**Task brief**
Print, from the listing below, the lines starting at the line containing "# pick out the hazy" and ending at the line containing "# pick out the rooftop", exactly as they stand, and print nothing else.
☆ ☆ ☆
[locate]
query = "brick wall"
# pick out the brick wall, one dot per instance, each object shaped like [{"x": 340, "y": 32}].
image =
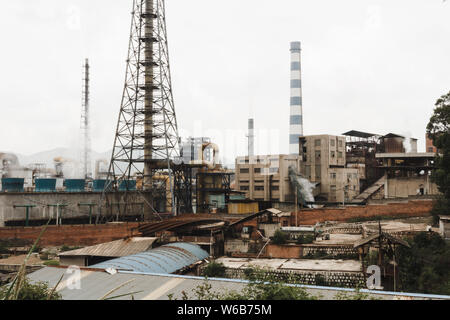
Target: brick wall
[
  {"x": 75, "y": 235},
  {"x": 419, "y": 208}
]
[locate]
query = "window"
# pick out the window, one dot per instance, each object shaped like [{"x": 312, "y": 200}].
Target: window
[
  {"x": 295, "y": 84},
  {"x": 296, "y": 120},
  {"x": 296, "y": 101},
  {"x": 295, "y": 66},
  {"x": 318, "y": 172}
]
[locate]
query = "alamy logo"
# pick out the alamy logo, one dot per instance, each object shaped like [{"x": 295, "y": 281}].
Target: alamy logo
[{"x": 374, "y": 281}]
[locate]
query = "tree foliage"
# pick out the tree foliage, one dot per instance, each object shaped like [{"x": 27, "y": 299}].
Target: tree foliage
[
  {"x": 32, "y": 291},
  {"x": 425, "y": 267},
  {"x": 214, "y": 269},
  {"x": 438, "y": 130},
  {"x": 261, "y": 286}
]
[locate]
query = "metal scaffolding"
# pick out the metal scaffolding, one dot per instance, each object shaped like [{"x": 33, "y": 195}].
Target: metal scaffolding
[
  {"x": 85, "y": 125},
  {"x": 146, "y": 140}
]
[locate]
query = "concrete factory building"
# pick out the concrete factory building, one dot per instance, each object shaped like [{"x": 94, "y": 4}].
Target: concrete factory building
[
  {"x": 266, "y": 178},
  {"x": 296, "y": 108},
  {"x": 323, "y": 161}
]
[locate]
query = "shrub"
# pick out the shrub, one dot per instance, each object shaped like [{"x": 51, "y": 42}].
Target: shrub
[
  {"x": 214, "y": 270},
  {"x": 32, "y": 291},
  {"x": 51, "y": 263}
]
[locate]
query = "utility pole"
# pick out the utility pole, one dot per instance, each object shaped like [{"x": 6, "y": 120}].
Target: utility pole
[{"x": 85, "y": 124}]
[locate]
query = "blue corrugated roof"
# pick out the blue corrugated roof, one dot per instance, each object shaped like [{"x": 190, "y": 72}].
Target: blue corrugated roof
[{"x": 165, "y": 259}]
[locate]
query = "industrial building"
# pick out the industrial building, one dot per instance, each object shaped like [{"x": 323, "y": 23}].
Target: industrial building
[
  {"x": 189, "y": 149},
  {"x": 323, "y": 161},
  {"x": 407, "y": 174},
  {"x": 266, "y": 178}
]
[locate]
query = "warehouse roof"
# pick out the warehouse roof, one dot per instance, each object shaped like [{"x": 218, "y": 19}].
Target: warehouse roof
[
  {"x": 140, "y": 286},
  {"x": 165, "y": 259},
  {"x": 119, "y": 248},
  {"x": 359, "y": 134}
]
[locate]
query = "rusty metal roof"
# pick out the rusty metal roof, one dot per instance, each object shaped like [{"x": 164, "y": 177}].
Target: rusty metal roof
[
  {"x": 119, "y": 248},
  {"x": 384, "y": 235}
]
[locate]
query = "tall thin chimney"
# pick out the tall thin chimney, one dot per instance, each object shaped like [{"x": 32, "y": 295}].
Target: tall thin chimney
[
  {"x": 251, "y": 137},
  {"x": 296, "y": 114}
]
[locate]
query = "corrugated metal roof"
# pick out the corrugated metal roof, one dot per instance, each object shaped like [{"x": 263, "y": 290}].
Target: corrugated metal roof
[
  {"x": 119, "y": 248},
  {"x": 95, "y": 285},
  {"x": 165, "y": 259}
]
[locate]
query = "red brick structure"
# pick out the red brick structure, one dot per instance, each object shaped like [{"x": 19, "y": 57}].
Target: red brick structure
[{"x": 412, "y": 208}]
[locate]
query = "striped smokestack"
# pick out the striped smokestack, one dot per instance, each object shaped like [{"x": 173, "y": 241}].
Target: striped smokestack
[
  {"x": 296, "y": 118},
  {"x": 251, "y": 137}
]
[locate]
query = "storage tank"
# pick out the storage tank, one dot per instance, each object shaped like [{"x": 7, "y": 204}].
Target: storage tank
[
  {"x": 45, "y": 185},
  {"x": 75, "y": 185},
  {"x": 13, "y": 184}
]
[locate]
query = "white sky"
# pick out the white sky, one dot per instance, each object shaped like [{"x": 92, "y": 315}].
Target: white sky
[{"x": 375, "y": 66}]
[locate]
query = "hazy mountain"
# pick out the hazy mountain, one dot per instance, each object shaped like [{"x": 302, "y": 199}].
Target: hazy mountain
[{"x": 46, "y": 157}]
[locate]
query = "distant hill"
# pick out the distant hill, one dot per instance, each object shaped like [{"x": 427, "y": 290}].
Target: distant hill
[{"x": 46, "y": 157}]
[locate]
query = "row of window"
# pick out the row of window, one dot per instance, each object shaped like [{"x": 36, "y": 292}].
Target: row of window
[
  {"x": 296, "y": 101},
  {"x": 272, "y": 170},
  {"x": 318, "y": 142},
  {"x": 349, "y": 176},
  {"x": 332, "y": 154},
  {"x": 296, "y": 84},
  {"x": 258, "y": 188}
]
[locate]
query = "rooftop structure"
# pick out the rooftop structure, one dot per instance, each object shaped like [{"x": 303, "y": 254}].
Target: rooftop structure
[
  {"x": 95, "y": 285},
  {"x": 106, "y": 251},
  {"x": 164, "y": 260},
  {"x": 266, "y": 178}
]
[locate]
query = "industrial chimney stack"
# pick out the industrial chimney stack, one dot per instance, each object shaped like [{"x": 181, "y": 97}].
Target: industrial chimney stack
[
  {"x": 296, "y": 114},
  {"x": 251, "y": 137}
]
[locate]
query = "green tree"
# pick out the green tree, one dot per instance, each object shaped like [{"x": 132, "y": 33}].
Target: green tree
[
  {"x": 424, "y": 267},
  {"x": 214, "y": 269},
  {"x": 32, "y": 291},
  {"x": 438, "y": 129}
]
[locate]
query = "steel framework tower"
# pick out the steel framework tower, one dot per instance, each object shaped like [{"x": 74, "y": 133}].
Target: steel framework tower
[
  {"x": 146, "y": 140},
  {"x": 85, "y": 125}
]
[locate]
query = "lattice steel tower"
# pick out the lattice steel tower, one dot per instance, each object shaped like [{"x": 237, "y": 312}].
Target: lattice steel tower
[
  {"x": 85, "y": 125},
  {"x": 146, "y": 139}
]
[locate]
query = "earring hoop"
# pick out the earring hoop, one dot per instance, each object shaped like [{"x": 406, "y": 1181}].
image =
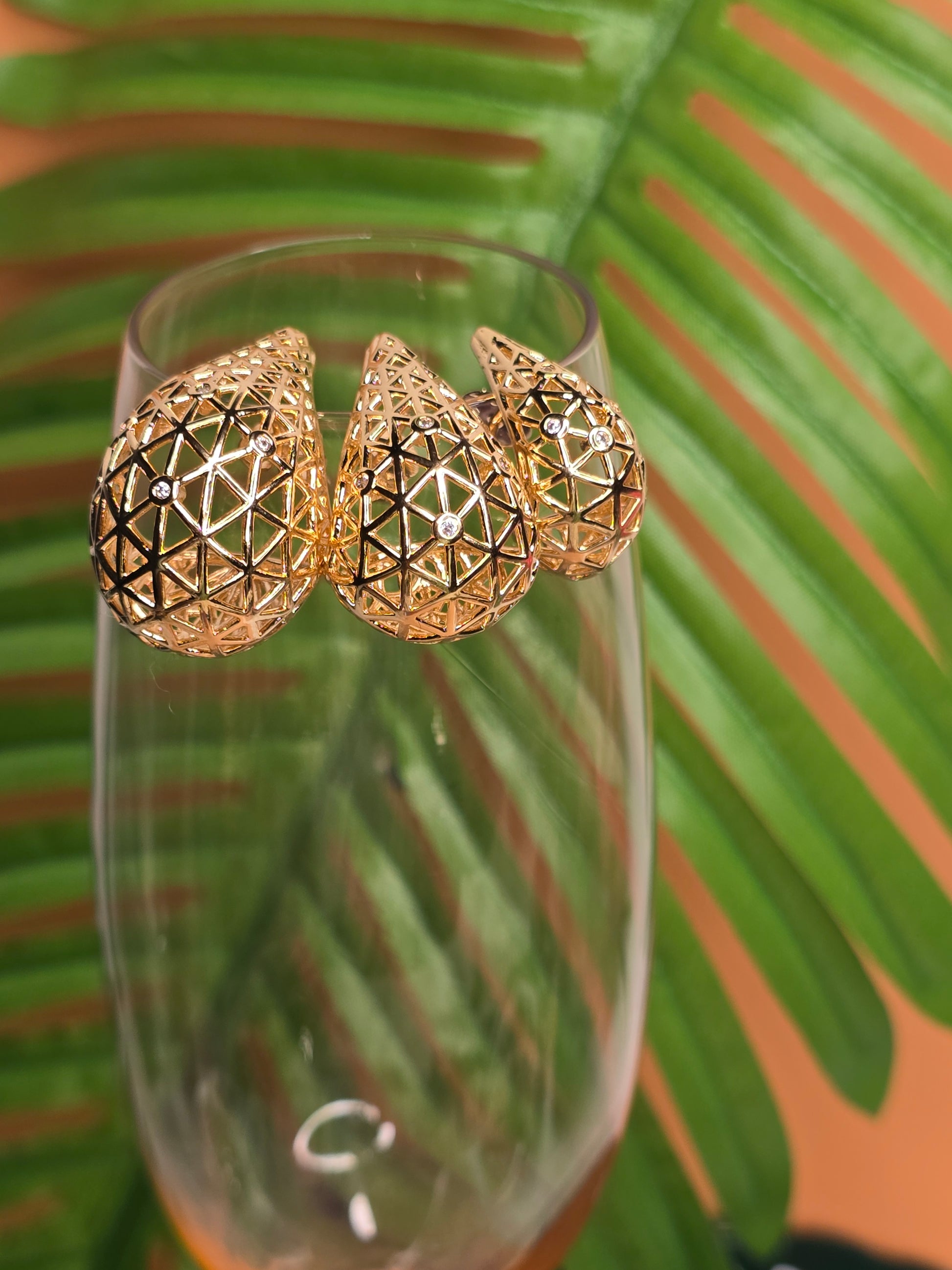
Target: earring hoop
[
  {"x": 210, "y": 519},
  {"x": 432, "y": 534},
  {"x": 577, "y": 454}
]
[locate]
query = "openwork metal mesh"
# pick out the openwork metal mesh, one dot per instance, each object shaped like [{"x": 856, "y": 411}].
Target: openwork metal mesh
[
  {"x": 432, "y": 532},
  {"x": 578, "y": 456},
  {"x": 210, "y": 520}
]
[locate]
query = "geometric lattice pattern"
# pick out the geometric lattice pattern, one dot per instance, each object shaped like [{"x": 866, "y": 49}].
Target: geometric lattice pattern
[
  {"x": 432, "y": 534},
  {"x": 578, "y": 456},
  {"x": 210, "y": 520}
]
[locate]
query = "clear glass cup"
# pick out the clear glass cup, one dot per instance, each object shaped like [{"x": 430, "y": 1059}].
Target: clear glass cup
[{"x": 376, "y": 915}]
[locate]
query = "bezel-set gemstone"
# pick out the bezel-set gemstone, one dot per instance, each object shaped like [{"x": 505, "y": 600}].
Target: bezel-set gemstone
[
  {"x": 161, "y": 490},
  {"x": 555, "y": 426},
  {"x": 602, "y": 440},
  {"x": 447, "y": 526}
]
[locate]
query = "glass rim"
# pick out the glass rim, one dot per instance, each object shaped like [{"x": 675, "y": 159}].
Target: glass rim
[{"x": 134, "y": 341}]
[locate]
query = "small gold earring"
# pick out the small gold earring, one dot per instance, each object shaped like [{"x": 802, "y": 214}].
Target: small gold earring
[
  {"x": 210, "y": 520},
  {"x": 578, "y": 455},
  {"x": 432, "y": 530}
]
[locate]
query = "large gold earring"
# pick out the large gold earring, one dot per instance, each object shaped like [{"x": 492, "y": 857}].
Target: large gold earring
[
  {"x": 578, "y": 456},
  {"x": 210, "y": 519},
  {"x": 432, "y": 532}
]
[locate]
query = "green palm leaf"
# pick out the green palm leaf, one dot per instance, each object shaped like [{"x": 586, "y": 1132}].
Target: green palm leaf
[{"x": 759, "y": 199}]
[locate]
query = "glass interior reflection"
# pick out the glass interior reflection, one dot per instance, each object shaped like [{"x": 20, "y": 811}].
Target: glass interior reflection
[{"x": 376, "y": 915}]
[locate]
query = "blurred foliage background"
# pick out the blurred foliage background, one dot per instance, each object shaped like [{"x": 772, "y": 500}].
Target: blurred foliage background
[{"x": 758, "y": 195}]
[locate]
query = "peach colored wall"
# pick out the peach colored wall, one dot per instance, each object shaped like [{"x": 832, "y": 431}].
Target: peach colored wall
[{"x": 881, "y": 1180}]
☆ ☆ ☆
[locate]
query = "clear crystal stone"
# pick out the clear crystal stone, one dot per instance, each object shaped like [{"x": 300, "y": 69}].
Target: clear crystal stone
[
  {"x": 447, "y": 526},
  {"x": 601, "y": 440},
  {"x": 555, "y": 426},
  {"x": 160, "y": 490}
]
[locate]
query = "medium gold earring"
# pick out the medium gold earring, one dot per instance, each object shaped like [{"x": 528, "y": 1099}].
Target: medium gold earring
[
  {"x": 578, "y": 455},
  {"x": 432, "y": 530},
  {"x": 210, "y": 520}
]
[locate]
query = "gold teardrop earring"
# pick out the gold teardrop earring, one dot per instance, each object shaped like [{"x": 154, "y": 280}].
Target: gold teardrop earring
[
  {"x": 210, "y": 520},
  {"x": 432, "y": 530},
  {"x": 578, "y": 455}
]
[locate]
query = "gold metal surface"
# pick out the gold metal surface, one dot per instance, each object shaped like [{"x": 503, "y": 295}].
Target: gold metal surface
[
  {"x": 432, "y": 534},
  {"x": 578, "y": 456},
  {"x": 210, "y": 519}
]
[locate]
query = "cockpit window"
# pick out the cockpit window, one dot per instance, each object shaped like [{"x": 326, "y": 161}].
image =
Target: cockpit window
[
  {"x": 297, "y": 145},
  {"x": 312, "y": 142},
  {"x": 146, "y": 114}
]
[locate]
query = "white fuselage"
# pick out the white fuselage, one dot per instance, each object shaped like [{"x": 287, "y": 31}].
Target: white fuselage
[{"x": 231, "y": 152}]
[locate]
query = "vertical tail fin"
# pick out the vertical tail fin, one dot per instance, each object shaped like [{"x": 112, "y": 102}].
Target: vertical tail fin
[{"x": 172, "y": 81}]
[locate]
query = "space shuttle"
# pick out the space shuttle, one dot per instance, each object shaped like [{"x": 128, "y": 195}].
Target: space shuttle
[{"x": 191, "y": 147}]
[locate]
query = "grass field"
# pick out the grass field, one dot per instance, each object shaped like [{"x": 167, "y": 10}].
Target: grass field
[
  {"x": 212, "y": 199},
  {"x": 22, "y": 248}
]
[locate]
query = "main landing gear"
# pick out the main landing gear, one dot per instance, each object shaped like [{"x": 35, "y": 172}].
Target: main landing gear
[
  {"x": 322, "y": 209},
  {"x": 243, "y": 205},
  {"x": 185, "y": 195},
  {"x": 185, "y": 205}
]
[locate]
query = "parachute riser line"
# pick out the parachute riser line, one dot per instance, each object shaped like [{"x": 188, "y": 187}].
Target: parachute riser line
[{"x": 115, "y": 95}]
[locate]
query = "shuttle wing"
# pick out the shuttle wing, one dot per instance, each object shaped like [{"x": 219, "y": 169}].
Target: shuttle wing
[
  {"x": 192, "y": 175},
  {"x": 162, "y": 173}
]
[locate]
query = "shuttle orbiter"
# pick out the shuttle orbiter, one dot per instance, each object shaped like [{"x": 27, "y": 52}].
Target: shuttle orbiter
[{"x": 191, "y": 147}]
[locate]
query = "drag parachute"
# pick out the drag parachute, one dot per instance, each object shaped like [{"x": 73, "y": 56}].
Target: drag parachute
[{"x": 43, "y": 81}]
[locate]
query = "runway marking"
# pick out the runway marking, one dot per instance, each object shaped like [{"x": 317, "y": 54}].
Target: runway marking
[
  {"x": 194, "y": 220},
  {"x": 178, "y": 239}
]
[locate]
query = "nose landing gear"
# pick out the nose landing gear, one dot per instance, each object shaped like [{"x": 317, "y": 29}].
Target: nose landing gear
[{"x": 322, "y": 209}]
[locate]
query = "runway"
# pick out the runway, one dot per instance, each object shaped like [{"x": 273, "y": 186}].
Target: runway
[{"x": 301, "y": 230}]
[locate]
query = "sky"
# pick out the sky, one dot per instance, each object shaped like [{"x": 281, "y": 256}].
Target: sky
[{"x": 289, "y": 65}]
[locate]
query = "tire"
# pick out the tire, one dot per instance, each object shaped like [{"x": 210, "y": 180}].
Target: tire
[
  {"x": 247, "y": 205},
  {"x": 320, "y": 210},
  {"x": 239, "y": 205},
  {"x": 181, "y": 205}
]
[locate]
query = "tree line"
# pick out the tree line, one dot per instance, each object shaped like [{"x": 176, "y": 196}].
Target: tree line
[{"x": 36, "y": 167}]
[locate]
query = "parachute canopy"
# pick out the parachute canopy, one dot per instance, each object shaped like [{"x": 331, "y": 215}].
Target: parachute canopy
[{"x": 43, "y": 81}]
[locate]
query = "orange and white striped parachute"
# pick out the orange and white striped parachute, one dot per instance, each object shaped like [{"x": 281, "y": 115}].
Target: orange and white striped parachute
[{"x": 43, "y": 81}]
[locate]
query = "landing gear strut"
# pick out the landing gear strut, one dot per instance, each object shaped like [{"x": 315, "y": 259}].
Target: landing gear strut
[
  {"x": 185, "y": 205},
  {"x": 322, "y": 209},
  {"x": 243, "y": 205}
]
☆ ☆ ☆
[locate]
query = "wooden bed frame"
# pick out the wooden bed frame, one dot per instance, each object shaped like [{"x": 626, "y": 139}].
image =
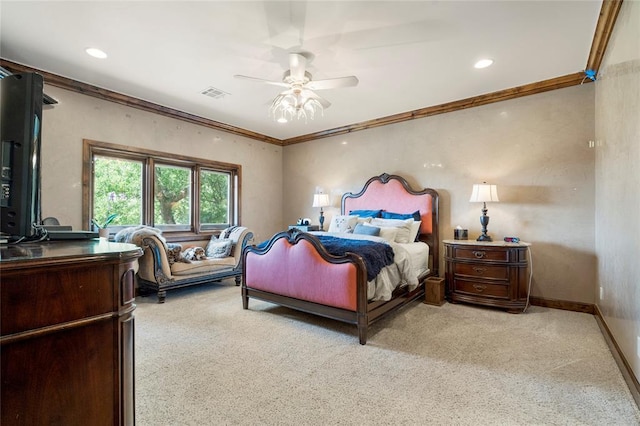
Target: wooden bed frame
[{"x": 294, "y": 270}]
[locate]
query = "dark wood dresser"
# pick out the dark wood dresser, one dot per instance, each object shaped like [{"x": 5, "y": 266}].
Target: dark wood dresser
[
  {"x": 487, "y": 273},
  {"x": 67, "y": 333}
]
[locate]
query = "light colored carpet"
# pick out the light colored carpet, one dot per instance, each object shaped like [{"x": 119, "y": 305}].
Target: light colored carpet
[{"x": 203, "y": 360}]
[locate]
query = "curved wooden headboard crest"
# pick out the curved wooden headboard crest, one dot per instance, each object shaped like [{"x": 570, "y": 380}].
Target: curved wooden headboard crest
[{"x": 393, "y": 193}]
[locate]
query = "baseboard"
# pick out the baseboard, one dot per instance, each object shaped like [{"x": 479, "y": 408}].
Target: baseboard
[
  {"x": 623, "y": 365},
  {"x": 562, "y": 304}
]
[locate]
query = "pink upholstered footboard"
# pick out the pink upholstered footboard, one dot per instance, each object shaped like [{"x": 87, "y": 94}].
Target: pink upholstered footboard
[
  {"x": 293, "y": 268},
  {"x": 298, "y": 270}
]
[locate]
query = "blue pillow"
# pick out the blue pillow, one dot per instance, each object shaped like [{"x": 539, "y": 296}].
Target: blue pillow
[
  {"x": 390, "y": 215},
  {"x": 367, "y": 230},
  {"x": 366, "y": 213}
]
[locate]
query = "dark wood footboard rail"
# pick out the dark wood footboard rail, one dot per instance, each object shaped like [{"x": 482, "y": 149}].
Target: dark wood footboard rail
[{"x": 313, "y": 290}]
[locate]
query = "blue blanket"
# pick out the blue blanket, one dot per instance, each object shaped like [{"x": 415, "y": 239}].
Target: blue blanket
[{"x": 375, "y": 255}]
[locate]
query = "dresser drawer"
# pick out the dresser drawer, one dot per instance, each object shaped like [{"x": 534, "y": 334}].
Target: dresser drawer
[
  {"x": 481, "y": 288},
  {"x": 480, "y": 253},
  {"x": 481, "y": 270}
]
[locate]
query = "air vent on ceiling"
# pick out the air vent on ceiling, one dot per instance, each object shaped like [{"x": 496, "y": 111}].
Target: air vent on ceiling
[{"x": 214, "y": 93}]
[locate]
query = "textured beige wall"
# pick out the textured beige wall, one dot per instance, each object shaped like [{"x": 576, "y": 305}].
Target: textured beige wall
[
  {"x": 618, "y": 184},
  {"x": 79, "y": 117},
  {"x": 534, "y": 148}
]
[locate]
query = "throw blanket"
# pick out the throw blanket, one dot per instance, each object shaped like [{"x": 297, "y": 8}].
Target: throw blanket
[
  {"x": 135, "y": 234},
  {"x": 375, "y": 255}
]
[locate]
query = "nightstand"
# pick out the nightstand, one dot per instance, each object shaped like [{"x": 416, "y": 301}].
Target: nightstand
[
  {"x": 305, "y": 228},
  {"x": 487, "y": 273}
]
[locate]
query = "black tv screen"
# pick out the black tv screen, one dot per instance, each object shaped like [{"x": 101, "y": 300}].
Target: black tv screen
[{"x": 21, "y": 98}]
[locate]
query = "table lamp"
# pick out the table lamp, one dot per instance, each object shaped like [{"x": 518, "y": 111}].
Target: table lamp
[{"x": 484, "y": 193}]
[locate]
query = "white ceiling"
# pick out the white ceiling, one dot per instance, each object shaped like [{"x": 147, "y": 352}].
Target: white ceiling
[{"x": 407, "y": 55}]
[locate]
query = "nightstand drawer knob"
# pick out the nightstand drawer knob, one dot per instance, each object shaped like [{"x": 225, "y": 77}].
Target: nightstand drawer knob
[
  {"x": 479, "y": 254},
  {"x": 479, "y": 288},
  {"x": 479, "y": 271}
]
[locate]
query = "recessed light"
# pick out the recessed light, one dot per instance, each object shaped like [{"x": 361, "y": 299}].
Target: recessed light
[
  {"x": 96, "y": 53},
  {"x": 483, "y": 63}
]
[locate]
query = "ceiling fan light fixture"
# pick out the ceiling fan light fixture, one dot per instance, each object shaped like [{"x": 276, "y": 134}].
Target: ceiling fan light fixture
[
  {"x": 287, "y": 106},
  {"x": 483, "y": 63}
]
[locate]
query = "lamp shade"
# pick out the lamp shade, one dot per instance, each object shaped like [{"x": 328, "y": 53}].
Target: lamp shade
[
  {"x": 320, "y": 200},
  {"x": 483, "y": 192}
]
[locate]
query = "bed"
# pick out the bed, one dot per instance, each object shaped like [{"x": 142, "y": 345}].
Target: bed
☆ ☆ ☆
**Written solution**
# pick out the hazy mountain, one dot per instance, each object shaped like [{"x": 302, "y": 199}].
Target: hazy mountain
[{"x": 46, "y": 157}]
[locate]
query = "distant hill"
# pick out the distant hill, one dot per instance, each object shaped like [{"x": 427, "y": 290}].
Target: distant hill
[{"x": 46, "y": 157}]
[locate]
query = "row of window"
# pick out the row of window, one dot per instance, each object shaped like [{"x": 36, "y": 292}].
Target: row of window
[
  {"x": 296, "y": 101},
  {"x": 272, "y": 170},
  {"x": 318, "y": 142},
  {"x": 349, "y": 176},
  {"x": 332, "y": 154},
  {"x": 296, "y": 84},
  {"x": 258, "y": 188}
]
[locate]
query = "rooftop structure"
# pick out the rooftop structure, one dot per instance, each object shaped like [{"x": 303, "y": 254}].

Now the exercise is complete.